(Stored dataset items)
======

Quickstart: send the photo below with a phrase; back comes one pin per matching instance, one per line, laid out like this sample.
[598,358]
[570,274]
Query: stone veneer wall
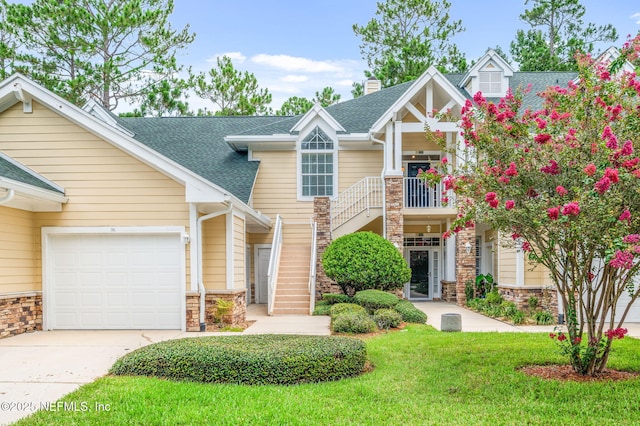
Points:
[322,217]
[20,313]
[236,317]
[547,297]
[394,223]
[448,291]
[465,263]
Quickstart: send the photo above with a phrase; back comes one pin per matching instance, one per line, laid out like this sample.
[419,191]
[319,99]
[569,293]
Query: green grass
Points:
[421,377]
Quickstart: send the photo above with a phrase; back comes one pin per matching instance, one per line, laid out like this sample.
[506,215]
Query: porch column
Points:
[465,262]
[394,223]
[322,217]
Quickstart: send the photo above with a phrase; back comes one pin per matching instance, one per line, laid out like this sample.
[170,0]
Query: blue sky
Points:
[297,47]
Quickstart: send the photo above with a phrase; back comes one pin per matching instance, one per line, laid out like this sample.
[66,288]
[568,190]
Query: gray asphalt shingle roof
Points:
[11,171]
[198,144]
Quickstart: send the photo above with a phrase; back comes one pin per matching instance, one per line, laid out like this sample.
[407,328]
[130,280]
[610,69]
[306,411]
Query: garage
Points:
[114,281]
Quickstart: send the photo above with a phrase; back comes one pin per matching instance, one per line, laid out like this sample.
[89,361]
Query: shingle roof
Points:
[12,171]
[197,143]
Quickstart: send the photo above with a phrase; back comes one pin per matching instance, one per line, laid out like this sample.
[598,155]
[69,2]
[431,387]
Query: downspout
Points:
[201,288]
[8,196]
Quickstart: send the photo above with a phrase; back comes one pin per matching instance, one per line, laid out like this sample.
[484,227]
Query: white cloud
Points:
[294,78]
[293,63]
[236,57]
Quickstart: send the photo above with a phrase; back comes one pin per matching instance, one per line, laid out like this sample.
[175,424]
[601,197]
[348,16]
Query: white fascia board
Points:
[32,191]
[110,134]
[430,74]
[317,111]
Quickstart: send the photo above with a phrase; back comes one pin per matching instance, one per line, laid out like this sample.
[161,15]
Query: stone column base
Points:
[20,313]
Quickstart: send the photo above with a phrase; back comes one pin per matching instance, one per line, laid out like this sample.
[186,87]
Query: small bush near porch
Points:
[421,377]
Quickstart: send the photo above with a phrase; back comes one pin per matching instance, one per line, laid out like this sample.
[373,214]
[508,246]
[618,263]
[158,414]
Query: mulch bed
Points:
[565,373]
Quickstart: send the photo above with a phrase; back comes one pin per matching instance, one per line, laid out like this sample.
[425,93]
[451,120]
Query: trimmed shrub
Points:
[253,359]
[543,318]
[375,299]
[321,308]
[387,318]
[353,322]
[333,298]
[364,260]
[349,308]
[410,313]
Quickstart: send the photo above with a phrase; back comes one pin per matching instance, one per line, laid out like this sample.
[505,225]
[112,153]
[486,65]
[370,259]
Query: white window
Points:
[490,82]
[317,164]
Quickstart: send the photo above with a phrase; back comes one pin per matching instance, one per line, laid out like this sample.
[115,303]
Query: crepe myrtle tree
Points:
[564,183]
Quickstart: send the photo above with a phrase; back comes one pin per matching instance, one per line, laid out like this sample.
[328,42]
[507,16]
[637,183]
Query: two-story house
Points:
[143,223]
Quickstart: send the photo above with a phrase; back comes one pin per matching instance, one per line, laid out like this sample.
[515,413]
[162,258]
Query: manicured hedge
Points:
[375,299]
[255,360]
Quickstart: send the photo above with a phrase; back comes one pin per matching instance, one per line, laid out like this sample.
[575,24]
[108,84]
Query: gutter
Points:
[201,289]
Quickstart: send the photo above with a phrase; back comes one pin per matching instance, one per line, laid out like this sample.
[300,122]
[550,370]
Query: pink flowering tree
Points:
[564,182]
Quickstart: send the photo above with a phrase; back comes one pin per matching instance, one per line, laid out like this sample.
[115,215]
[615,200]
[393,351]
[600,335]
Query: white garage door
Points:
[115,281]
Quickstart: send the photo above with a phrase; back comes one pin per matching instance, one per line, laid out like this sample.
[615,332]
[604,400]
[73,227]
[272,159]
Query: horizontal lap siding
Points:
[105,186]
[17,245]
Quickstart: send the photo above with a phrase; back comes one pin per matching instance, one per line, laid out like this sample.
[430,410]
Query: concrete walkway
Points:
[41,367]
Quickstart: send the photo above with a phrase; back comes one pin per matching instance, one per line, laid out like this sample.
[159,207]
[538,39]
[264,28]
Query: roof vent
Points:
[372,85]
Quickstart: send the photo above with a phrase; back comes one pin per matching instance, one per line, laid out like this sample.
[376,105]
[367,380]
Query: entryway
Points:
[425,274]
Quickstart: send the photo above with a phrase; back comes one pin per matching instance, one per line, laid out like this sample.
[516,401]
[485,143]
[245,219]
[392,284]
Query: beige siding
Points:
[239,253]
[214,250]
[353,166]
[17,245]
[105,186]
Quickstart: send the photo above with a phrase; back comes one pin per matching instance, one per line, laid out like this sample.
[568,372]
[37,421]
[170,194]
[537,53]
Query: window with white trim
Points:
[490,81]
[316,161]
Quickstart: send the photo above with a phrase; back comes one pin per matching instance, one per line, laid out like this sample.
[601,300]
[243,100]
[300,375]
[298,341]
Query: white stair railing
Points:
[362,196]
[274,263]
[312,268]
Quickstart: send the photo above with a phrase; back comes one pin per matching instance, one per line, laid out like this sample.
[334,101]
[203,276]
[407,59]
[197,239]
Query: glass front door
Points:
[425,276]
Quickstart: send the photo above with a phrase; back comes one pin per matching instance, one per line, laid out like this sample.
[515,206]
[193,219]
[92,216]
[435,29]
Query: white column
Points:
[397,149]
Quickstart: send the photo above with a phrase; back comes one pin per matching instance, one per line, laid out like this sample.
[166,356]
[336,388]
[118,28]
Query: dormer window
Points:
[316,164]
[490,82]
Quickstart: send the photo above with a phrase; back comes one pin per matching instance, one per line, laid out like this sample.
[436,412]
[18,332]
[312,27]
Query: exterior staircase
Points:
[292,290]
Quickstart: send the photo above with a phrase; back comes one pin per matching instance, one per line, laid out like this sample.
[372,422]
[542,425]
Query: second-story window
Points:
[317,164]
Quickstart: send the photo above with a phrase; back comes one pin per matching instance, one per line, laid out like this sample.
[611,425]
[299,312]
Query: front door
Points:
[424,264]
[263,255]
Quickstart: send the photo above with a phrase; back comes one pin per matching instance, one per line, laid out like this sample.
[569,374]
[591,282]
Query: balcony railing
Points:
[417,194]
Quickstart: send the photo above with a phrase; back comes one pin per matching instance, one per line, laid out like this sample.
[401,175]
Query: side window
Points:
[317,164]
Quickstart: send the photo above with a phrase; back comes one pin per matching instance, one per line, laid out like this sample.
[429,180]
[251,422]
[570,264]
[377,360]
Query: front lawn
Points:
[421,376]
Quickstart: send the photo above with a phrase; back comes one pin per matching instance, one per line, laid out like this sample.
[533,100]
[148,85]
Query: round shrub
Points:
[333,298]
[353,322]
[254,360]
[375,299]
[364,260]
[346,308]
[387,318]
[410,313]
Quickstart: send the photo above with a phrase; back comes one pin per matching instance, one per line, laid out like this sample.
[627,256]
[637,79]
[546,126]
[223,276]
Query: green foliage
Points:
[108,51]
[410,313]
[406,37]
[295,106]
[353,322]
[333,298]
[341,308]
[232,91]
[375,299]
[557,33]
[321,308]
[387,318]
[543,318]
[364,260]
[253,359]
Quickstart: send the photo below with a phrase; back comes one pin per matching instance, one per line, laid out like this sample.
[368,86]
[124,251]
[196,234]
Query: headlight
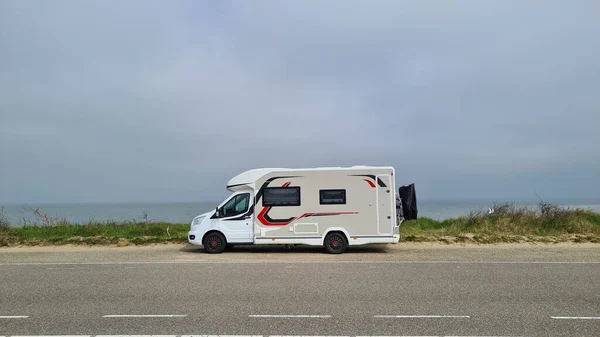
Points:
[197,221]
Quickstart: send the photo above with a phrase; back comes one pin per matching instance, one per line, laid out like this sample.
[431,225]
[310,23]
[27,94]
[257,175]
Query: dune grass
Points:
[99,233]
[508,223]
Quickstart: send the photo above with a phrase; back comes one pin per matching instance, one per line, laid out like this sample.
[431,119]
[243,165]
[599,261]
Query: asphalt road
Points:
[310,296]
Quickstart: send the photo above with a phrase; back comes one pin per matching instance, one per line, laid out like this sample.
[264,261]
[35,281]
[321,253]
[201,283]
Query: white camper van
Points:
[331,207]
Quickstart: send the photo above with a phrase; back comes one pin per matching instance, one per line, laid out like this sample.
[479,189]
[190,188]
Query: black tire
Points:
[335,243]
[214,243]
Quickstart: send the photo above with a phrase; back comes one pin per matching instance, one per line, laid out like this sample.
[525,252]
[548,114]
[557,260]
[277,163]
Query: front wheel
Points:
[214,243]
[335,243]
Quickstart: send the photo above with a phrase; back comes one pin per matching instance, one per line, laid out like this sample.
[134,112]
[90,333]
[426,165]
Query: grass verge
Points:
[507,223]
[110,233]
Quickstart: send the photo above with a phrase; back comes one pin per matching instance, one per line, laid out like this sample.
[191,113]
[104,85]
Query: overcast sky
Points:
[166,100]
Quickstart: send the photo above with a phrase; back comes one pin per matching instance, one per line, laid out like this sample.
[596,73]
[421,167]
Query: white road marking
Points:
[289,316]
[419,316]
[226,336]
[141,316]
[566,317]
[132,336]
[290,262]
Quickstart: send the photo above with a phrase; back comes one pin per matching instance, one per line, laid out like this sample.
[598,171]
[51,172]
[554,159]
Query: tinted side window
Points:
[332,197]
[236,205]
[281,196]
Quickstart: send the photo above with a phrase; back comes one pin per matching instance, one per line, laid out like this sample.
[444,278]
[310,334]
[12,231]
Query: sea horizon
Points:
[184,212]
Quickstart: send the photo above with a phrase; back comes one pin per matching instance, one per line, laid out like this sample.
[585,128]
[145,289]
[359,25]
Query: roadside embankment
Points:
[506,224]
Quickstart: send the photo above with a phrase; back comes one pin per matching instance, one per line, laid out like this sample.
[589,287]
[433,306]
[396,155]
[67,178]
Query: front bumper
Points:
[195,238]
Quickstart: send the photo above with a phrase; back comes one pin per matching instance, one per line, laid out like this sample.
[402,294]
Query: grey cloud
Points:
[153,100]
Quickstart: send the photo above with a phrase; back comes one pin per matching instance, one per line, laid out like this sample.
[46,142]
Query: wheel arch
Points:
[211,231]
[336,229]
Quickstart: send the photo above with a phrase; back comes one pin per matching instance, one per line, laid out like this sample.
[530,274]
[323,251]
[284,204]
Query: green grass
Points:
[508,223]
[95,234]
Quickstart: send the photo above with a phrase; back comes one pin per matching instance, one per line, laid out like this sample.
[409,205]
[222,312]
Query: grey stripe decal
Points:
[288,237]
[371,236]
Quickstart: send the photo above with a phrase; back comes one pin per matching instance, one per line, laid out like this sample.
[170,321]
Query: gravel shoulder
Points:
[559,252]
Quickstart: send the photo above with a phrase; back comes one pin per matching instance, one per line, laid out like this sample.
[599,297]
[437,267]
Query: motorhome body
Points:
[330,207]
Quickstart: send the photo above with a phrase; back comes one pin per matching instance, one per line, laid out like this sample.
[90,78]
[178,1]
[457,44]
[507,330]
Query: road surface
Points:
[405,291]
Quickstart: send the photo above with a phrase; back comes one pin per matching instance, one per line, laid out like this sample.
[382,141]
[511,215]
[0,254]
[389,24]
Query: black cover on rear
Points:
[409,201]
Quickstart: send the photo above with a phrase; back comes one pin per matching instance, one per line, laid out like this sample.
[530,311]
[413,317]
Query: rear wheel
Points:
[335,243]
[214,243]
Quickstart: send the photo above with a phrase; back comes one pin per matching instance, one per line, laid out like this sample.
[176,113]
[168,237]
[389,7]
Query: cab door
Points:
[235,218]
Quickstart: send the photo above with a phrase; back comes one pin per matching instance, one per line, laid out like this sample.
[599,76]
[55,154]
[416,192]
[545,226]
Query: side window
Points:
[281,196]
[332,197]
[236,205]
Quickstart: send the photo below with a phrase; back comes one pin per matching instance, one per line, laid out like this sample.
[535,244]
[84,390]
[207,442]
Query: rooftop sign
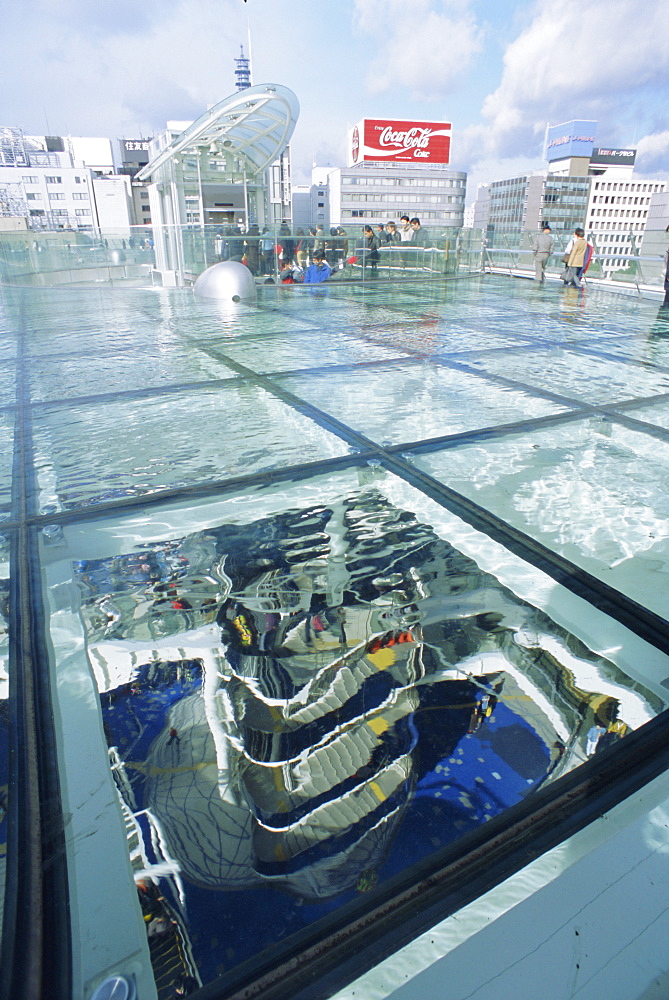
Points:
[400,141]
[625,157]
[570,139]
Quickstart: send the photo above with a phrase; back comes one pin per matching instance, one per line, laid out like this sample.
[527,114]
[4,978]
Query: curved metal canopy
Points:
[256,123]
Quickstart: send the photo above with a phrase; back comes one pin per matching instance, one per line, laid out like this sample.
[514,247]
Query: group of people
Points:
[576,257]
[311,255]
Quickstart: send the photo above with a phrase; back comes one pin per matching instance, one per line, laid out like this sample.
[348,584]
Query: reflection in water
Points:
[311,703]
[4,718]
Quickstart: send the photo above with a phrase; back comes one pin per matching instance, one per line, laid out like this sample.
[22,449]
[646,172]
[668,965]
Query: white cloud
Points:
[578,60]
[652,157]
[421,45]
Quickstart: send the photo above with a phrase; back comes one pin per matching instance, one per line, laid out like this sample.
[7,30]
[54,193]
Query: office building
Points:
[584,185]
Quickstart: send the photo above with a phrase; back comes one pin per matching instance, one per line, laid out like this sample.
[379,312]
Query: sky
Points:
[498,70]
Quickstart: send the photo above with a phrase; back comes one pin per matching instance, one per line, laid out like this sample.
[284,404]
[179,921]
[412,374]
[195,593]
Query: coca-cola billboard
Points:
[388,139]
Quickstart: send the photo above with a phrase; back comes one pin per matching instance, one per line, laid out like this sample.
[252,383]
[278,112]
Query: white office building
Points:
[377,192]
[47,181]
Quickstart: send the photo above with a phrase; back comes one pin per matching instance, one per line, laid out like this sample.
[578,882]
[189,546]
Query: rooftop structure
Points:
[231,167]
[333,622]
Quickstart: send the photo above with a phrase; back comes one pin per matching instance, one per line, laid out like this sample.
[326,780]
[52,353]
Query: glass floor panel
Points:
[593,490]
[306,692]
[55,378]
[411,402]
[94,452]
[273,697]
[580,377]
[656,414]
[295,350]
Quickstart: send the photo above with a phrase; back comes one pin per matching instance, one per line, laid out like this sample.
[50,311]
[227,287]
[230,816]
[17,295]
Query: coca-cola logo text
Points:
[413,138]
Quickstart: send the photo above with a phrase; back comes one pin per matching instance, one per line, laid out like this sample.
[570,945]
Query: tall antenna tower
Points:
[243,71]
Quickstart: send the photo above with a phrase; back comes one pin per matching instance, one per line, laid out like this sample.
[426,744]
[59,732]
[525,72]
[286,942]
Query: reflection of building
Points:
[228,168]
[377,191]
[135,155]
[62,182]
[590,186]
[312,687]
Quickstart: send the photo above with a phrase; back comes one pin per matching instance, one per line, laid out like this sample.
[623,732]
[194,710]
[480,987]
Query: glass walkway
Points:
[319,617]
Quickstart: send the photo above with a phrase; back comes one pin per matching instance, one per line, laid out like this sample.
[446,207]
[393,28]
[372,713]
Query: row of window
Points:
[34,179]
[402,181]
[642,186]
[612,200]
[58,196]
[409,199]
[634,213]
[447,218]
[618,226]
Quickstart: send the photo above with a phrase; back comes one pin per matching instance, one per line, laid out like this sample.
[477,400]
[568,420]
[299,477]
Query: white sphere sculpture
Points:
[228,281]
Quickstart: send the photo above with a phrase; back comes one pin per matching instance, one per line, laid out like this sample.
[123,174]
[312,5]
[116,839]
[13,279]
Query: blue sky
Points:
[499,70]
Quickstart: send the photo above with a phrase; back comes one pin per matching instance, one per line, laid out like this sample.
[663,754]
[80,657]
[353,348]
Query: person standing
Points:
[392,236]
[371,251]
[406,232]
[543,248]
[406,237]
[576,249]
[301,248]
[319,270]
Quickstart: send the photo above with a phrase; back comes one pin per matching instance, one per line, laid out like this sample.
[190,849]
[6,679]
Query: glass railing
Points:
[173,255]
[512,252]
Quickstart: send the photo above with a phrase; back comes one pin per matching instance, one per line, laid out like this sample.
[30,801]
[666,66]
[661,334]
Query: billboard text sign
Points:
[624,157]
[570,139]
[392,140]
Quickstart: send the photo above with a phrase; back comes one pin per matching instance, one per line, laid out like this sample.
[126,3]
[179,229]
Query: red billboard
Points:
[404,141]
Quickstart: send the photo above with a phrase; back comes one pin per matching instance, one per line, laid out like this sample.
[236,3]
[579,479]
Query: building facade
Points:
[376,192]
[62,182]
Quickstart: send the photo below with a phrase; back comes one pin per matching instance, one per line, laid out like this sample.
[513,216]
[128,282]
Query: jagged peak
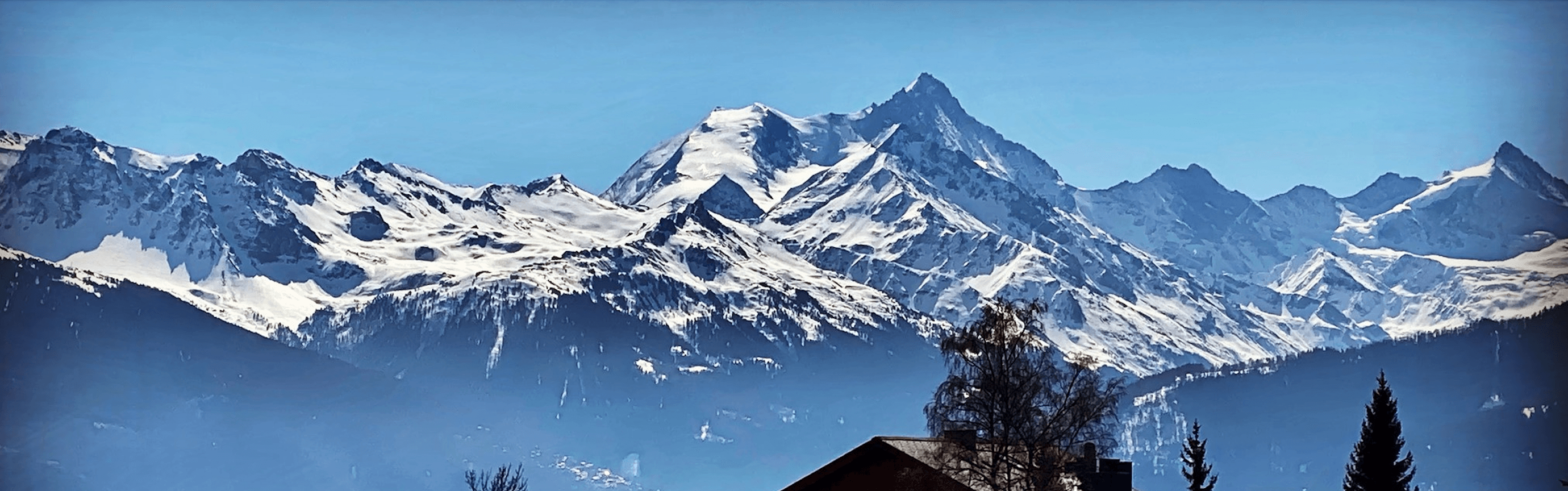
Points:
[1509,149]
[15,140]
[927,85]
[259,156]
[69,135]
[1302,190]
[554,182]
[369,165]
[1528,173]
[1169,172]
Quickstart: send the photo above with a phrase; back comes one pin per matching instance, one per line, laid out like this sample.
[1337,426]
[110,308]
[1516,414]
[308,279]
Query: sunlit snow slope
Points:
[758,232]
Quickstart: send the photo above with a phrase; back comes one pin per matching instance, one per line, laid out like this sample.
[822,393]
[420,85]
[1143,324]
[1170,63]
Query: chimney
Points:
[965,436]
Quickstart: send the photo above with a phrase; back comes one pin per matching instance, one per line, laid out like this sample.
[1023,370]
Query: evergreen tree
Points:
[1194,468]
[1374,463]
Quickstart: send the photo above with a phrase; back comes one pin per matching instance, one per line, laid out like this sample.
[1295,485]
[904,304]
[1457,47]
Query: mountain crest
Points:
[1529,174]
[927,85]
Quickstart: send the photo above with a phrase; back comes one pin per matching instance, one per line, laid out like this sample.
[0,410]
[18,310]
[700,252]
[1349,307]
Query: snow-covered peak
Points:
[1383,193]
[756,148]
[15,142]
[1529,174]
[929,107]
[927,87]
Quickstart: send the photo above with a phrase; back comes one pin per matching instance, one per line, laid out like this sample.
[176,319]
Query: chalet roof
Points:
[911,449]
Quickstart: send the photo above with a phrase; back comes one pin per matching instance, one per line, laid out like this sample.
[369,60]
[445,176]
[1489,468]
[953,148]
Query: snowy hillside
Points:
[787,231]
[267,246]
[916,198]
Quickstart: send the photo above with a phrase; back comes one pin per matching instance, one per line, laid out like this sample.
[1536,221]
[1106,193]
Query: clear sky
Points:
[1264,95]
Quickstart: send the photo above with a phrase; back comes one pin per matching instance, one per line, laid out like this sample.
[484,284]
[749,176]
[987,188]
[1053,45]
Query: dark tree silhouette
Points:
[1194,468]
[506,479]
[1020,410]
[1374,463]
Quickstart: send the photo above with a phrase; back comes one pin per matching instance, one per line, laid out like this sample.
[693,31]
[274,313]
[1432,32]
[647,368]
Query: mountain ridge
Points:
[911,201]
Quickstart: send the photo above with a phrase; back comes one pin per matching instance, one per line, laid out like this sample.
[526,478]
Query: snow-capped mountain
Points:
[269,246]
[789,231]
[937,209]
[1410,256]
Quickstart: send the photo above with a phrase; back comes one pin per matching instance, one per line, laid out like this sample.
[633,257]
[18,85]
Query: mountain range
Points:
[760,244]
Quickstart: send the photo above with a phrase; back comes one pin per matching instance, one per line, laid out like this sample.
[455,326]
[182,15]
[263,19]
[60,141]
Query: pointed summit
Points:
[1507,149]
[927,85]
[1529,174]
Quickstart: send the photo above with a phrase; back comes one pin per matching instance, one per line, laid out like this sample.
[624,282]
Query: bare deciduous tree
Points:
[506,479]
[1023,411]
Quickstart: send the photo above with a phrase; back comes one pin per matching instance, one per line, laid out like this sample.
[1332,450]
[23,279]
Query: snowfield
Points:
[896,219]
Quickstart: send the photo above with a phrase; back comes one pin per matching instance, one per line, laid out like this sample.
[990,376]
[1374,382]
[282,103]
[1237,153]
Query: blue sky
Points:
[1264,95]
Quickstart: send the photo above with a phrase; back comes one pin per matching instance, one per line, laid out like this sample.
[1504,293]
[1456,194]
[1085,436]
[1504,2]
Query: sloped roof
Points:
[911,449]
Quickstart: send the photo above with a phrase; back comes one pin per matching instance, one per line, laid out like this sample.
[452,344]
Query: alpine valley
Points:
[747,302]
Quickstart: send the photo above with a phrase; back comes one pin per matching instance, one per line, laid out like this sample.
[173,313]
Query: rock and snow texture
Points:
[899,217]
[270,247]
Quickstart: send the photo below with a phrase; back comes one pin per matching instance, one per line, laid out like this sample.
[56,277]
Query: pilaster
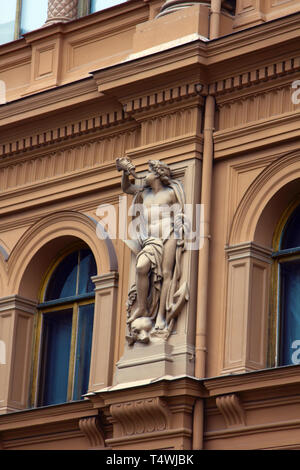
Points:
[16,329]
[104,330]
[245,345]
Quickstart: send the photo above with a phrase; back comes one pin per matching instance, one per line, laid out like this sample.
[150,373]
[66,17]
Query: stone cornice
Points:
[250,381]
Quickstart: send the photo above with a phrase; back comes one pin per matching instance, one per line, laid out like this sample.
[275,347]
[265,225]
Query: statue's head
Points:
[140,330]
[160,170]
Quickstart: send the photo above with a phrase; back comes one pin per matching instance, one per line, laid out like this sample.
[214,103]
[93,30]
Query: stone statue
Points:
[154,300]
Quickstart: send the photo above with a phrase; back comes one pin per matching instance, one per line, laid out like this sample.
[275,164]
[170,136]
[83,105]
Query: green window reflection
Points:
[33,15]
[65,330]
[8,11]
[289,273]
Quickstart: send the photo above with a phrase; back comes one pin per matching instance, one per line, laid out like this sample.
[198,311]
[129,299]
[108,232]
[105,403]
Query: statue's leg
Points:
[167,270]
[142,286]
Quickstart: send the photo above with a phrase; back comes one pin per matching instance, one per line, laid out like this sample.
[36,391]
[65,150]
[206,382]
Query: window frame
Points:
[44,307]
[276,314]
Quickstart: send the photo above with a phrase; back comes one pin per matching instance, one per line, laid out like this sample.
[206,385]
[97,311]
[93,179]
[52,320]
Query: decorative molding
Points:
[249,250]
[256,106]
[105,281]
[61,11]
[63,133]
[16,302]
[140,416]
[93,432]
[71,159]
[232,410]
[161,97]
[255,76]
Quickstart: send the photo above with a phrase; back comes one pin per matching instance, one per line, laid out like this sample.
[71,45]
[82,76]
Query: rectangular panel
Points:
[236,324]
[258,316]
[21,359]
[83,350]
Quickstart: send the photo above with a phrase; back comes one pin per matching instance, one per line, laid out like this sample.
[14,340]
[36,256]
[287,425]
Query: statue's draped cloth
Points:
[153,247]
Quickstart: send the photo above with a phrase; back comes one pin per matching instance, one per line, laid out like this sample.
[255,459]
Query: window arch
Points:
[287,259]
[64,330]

======

# Task goal
Each line above holding the string "rooftop" counts once; please report the total and nothing more.

# Written solution
2